EXERCISE DIRECTIONS:
From the material below, pull every line that contains the string "cabinet", with uppercase and lowercase treated as different, and copy those lines out.

— start of EXTRACTED MATERIAL —

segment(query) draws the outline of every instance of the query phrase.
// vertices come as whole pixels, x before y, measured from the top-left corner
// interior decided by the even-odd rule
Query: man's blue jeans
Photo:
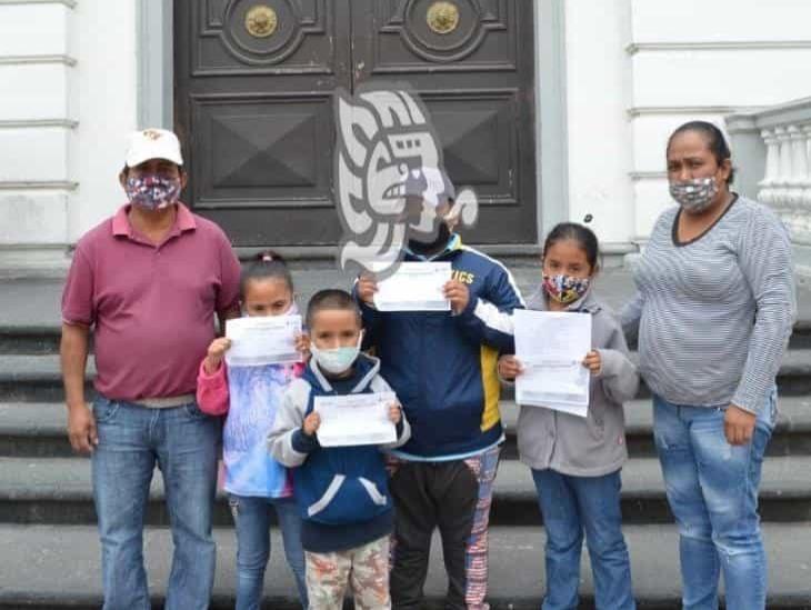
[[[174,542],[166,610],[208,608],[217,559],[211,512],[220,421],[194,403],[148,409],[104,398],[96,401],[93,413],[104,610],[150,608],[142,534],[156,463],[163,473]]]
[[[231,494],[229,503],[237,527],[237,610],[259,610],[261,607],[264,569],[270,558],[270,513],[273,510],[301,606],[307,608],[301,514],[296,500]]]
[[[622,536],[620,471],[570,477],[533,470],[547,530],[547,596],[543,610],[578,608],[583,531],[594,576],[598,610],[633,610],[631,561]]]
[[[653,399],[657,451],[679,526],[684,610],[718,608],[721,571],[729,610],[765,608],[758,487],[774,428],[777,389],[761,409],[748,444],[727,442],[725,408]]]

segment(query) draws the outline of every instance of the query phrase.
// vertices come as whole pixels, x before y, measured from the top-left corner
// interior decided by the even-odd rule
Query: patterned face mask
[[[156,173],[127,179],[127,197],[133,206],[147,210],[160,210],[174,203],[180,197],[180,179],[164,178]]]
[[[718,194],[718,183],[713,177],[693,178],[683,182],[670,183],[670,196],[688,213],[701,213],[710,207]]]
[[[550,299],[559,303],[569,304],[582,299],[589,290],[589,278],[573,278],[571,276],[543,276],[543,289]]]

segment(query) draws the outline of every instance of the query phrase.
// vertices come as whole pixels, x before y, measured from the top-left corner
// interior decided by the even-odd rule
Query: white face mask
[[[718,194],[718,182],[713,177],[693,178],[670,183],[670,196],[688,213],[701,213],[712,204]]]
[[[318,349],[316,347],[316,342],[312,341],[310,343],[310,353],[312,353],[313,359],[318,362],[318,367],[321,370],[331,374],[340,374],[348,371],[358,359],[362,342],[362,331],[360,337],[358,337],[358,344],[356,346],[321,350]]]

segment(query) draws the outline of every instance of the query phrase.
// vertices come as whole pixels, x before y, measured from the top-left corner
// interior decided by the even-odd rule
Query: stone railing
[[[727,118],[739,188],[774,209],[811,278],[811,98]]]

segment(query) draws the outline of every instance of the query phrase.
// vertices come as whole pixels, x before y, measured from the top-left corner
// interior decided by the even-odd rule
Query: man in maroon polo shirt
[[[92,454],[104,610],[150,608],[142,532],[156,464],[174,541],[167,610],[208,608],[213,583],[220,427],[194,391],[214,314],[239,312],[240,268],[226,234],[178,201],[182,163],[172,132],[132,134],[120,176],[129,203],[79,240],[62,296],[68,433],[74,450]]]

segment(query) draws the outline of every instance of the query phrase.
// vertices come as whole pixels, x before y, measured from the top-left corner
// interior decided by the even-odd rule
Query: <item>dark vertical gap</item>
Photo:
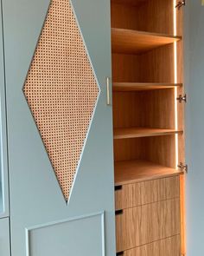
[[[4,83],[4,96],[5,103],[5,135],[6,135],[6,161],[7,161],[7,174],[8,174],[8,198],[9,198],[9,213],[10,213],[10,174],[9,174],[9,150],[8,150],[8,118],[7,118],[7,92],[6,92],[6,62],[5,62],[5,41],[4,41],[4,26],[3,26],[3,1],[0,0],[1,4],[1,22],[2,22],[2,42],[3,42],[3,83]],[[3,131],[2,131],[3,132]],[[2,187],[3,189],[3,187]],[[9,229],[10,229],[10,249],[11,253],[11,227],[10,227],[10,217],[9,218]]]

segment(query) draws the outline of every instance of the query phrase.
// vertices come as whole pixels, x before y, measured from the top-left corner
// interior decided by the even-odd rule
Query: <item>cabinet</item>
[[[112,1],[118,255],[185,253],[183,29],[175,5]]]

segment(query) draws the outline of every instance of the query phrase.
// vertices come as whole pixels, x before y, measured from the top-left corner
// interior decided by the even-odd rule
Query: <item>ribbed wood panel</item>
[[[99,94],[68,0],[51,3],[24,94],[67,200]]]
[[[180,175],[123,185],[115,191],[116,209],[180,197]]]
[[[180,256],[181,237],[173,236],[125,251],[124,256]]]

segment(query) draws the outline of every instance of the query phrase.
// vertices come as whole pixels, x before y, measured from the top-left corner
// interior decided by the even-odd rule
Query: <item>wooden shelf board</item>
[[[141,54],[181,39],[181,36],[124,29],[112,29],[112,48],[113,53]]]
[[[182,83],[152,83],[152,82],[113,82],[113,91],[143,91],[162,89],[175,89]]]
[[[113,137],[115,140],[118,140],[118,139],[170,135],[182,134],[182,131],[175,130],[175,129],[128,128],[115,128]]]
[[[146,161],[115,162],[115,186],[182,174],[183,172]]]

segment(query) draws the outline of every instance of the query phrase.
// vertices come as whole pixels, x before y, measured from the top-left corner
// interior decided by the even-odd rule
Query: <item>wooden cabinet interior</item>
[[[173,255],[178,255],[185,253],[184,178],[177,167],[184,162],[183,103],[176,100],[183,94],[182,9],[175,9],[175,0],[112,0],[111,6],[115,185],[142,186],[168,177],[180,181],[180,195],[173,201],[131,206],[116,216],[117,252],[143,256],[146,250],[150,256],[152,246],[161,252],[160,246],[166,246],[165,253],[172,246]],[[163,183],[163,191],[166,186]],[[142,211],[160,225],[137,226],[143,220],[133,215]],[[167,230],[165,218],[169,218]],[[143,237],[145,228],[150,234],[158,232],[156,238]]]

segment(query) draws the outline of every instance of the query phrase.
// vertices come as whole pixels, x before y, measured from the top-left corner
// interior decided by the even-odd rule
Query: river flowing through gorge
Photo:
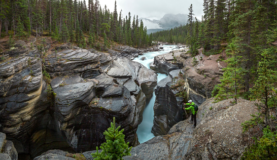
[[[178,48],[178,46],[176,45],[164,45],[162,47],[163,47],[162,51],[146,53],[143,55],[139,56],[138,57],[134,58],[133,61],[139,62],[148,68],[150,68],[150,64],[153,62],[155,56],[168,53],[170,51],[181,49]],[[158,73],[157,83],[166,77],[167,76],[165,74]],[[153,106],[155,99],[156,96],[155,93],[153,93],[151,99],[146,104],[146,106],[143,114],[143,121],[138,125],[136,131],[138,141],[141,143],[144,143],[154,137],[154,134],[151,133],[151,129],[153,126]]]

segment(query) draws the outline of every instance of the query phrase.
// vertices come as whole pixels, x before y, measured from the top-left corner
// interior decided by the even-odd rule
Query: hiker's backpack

— end of EXTRACTED MATERIAL —

COMPLETED TASK:
Query: <item>cabinet</item>
Query: <item>wooden cabinet interior</item>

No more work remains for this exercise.